REQUIREMENTS:
**A)** Answer these questions about the git-contributors patch thread:
(i) What is the path of the file the patch adds?
(ii) How many insertions does the patch summary report?
(iii) According to the script's header comment, who holds the copyright?
**B)** Continue the git-contributors patch thread from the point where it ends.

SUPPLIED PASSAGE:
- - -

Re: [PATCH v3 5/8] Add git-contributors script to notify about merges

Andrey Albershteyn <aalbersh@xxxxxxxxxx> · Wed, 12 Feb 2025 12:16:46 +0100

On 2025-02-11 10:58:04, Darrick J. Wong wrote:
> On Tue, Feb 11, 2025 at 06:26:57PM +0100, Andrey Albershteyn wrote:
> > Add python script used to collect emails over all changes merged in
> > the next release.
> > 
> > CC: Darrick J. Wong <djwong@xxxxxxxxxx>
> > Signed-off-by: Darrick J. Wong <djwong@xxxxxxxxxx>
> > Reviewed-by: Darrick J. Wong <djwong@xxxxxxxxxx>
> > Signed-off-by: Andrey Albershteyn <aalbersh@xxxxxxxxxx>
> > ---
> >  tools/git-contributors.py | 94 +++++++++++++++++++++++++++++++++++++++++++++++
> >  1 file changed, 94 insertions(+)
> > 
> > diff --git a/tools/git-contributors.py b/tools/git-contributors.py
> > new file mode 100755
> > index 0000000000000000000000000000000000000000..83bbe8ce0ee1dcbd591c6d3016d553fac2a7d286
> > --- /dev/null
> > +++ b/tools/git-contributors.py
> > @@ -0,0 +1,94 @@
> > +#!/usr/bin/python3
> > +
> > +# List all contributors to a series of git commits.
> > +# Copyright(C) 2025 Oracle, All Rights Reserved.

- - -

(Named object pointing data)
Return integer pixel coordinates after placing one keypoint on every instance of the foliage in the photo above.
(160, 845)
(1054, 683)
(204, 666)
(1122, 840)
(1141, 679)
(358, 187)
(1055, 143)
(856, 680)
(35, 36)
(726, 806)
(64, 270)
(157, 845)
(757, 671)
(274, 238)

- - -

WRITTEN ANSWERS:
**A)**
(i) tools/git-contributors.py
(ii) 94
(iii) Oracle

**B)**
> > +# Licensed under GPL 2.0 or later
> > +
> > +import re
> > +import subprocess
> > +import io
> > +import sys
> > +import argparse
> > +import email.utils
> > +
> > +DEBUG = False
> > +
> > +def backtick(args):
> > +    '''Generator function that yields lines of a program's stdout.'''
> > +    if DEBUG:
> > +        print(' '.join(args))
> > +    p = subprocess.Popen(args, stdout = subprocess.PIPE)
> > +    for line in io.TextIOWrapper(p.stdout, encoding="utf-8"):
> > +        yield line
> > +
> > +class find_developers(object):
> > +    def __init__(self):
> > +        tags = '%s|%s|%s|%s|%s|%s|%s|%s' % (
> > +            'signed-off-by',
> > +            'acked-by',
> > +            'cc',
> > +            'reviewed-by',
> > +            'reported-by',
> > +            'tested-by',
> > +            'suggested-by',
> > +            'reported-and-tested-by')
> > +        # some tag, a colon, a space, and everything after that
> > +        regex1 = r'^(%s):\s+(.+)$' % tags
> > +
> > +        self.r1 = re.compile(regex1, re.I)
> > +
> > +    def run(self, lines):
> > +        addr_list = []
> > +
> > +        for line in lines:
> > +            l = line.strip()
> > +
> > +            # emailutils can handle abominations like:
> > +            #
> > +            # Reviewed-by: Bogus J. Simpson <bogus@xxxxxxxxxxx>
> > +            # Reviewed-by: "Bogus J. Simpson" <bogus@xxxxxxxxxxx>
> > +            # Reviewed-by: bogus@xxxxxxxxxxx
> > +            # Cc: <stable@xxxxxxxxxxxxxxx> # v6.9
> > +            # Tested-by: Moo Cow <foo@xxxxxxx> # powerpc
> > +            m = self.r1.match(l)
> > +            if not m:
> > +                continue
> > +            (name, addr) = email.utils.parseaddr(m.expand(r'\g<2>'))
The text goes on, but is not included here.